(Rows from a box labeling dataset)

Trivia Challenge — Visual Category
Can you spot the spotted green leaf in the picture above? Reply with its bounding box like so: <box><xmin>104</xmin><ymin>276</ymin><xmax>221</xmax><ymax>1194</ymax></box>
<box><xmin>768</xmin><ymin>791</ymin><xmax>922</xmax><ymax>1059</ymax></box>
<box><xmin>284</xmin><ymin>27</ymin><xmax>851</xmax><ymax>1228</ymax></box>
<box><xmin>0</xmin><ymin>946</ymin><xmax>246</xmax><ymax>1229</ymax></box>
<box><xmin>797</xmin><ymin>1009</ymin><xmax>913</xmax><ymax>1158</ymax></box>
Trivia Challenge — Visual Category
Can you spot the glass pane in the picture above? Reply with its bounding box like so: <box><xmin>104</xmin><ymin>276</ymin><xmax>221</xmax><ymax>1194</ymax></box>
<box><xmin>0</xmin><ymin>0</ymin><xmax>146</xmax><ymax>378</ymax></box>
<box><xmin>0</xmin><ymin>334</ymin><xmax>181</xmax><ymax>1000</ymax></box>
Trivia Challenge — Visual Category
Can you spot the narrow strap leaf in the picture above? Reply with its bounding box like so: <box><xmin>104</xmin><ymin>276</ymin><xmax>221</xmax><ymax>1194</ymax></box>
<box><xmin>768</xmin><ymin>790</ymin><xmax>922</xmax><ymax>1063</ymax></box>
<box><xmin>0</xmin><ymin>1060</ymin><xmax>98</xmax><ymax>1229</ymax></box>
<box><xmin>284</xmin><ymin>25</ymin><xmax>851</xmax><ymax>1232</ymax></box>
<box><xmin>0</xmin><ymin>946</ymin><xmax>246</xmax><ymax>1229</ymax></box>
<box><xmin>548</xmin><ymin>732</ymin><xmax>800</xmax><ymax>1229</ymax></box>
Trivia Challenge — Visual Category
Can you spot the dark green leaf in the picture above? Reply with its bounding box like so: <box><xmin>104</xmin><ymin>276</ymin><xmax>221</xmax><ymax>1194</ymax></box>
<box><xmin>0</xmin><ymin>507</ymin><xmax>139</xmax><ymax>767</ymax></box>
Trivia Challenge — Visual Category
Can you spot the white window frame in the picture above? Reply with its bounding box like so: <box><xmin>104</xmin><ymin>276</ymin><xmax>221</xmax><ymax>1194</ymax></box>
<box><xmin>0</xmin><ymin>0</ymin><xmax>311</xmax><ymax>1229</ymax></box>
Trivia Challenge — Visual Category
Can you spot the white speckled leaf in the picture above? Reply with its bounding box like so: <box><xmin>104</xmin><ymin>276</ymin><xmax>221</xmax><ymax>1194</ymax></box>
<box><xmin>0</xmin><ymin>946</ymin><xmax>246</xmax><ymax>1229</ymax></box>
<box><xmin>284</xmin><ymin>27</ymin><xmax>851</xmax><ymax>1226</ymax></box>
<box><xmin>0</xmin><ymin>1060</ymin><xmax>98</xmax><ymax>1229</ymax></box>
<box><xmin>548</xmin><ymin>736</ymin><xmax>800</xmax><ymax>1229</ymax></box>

Given exercise: Copy every line of the material above that contains the word "white", matching case exactly.

Task answer:
Can you spot the white window frame in the picture above? Reply with its bounding box like so: <box><xmin>104</xmin><ymin>276</ymin><xmax>221</xmax><ymax>1194</ymax></box>
Can you spot the white speckled leaf in the picture above? Reply with its bounding box like so: <box><xmin>104</xmin><ymin>276</ymin><xmax>221</xmax><ymax>1194</ymax></box>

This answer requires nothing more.